▶ GOAL: Reproduce each of the following lines verbatim, without any alteration.

─── EXTRACTED DATA

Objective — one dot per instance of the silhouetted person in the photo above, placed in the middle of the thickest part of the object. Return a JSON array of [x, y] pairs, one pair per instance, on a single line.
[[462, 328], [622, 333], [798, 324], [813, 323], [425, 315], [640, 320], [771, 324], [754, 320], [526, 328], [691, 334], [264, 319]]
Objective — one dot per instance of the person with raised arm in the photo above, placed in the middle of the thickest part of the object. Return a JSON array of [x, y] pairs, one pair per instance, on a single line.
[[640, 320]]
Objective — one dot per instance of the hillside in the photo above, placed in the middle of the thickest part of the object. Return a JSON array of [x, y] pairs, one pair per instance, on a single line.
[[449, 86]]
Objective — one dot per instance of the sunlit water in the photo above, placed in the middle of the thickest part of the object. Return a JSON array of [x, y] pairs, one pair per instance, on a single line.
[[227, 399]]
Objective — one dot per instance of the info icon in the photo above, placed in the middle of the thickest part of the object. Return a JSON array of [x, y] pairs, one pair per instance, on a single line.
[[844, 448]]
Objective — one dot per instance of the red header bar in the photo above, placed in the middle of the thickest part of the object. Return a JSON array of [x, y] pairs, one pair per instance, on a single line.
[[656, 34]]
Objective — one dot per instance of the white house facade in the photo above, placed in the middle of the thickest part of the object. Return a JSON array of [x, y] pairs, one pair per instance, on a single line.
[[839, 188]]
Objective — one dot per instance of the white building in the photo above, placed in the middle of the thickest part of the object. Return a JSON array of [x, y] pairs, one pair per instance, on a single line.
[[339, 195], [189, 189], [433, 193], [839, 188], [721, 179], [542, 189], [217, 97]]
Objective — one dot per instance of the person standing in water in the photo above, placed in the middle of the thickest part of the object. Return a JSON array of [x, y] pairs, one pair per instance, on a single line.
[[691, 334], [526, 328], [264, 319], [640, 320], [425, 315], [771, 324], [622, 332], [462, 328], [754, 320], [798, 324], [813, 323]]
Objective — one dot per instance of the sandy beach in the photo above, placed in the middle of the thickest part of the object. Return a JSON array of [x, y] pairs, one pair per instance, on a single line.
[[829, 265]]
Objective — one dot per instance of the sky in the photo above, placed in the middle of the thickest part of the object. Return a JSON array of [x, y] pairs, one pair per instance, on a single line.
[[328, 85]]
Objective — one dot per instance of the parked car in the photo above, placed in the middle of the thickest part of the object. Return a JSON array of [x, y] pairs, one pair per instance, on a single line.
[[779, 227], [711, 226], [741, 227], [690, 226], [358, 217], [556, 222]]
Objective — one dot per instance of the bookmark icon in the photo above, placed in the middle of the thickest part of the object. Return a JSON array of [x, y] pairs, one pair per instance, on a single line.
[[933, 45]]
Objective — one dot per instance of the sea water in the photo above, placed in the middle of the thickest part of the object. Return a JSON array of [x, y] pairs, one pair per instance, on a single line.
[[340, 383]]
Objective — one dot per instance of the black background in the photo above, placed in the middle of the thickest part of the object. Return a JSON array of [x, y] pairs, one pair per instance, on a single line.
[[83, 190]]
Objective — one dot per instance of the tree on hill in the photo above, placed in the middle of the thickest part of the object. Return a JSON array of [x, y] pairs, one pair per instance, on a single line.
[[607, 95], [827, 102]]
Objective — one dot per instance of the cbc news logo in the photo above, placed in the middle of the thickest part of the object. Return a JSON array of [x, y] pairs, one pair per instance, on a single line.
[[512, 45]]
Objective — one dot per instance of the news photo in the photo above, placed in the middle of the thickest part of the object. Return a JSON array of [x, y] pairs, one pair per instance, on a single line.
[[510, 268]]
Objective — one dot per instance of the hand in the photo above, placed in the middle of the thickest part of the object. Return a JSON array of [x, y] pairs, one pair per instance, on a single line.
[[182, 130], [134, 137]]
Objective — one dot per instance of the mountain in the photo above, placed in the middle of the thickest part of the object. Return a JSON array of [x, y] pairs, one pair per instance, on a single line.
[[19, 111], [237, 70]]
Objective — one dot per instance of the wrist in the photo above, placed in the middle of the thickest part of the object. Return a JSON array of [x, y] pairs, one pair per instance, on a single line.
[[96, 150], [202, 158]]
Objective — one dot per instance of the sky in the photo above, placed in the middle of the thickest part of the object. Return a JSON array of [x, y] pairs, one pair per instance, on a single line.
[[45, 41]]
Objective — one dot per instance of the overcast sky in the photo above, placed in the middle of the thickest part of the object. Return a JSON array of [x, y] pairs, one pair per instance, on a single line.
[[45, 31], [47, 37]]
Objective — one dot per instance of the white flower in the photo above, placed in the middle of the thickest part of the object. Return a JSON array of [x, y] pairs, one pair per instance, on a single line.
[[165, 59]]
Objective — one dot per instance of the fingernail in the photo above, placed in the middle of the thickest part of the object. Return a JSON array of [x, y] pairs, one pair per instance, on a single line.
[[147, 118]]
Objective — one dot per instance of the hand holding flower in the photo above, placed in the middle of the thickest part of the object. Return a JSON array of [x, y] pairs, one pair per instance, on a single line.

──────

▶ RESPONSE TO THIS EXERCISE:
Objective — one dot per instance of the silhouetted person in the photo above, placed in the middle of the thickest part of the object. Return a JSON array of [x, y] pairs, one pair per instance, on a single line.
[[462, 328], [622, 333], [798, 324], [813, 323], [425, 315], [640, 320], [771, 324], [754, 320], [526, 328], [691, 334], [264, 319]]
Objective — one dot per instance of the person with raised arm in the photo above, placed in the middle of the thickest part of the object. Return a JSON array of [x, y] pairs, one pair per instance, on a single line.
[[640, 320]]
Objective — one dot per instance of the hillside in the photo above, placed in the middle of the thickest part of the object. Return a JSON array of [x, y] pairs, one pair per instance, on a single line.
[[449, 86]]
Objective — one dot per instance of the sunlit water in the photo above, placed in the middle of the thickest part of the object. Return a JSON array of [x, y] pairs, one pair per instance, on a single line.
[[227, 399]]
Objective — one dot per instance of the info icon in the photo above, placed in the middle of the thickest part of the object. Return a JSON array of [x, y] pairs, one pair per instance, on a single line.
[[844, 448]]
Objective — one dot per instance of the red header bar in the photo above, placed in the middle of the thickest part of the object. Return a JSON array of [x, y] pairs, one pair per instance, on a single line.
[[656, 34]]
Objective — one dot per instance of the white house facade in the photo above, placed in the middle of the thickest part of the object. Return a JSON array of [x, y] pairs, one pair per instance, on a single line.
[[839, 188]]
Objective — one dot per instance of the white building in the photo above, placed in the middle of the thickest part of the object. Return a JSON array of [x, y] pairs, one pair per instance, on a single line.
[[339, 195], [189, 189], [433, 193], [839, 188], [721, 179], [542, 189], [217, 97]]
Objective — one dot per instance of the person standing in water in the photo above, placed in the middle of the thickest part of the object. Return a JSON array of [x, y] pairs, one pair per instance, on a single line.
[[691, 334], [526, 328], [264, 319], [640, 320], [425, 315], [771, 324], [622, 332], [462, 328], [754, 320], [798, 324], [813, 323]]
Objective — one dot per instance of the sandy beach in the photo above, placed in the middle of the thickest part of the object. Return a JSON array of [x, y] pairs, one pair per instance, on a single line.
[[829, 265]]
Objective — one dot per instance of the sky in the photo above, placed in the middle of the thickest part of the object. Return a JSON array of [x, y] pairs, one pair per instance, on a single line.
[[328, 85]]
Objective — one dot per instance of the parked car in the photo above, placed in the middle of the thickest part of the object. Return a JSON array of [x, y] pairs, one pair per instance, on a single line.
[[779, 227], [711, 226], [741, 227], [690, 226], [358, 217], [556, 222]]
Objective — one dot per instance of the bookmark icon in the photo above, placed in the middle of the thickest part of the object. Return a JSON array of [x, y] pairs, one pair per instance, on a single line.
[[933, 45]]
Objective — one dot per instance of the sea water in the photo above, placed in the middle of the thickest part of the object. Return a JSON array of [x, y] pairs, one pair per instance, on a single line.
[[340, 383]]
Objective — one dot per instance of the black background in the photo above, placed in the middle of the thickest part of the object. Return a JSON array of [x, y] pairs, one pair per instance, on a single line.
[[83, 190]]
Objective — one dot per instance of the tree on hill in the photo above, placed in the middle of the thickest part of the object. Return a JSON array of [x, y] pairs, one pair per instance, on a single line.
[[607, 95], [827, 102]]
Objective — one dot per instance of the cbc news logo in the photo above, placed in the middle of the thickest part of the object. Return a JSON array of [x, y] pairs, one pair per instance, on a single line.
[[512, 45]]
Objective — one dot per instance of the news photo in the photo above, placed in the middle of the thickest part of the object. Return a JSON array of [x, y] pairs, one pair per instance, on a single line.
[[510, 268]]
Objective — one dot per instance of the hand in the photo above, placed in the middle of the thickest part of the object. Return a JSON array of [x, y] pairs, one pair per instance, on a single line.
[[182, 130], [134, 137]]
Objective — one dot per instance of the mountain in the photo above, placed in the middle of the thickest part of the object. Return a JSON array of [x, y] pairs, one pair per instance, on a single line.
[[19, 111], [237, 70]]
Objective — one dot per instance of the wrist in the photo above, placed in the middle of the thickest part of the object. Return a JSON array of [x, y] pairs, one pair per instance, on a single line.
[[96, 150], [202, 158]]
Objective — one dot per instance of the sky in the photo above, placed in the middle of the thickest part of the object. Return a JSON array of [x, y] pairs, one pair per instance, on a single line.
[[45, 41]]
Objective — one dot per instance of the overcast sky in the photo above, placed in the middle of the thickest part of the object. Return a JSON array of [x, y] pairs, one pair per instance, on a single line.
[[45, 31], [47, 37]]
Objective — one dot per instance of the white flower in the photo above, placed in the middle of the thickest part of the object. Return a JSON array of [x, y] pairs, one pair per instance, on a single line.
[[165, 59]]
Objective — one dot per instance of the fingernail in the photo above, placed in the middle of the thickest part of the object. Return a JSON array of [x, y] pairs, one pair per instance, on a single line.
[[147, 118]]
Objective — one dot per instance of the hand holding flower in the photo above, placed in the middle of the thickest part of the object. Return a JSON array of [x, y] pairs, one pair per instance, on a single line.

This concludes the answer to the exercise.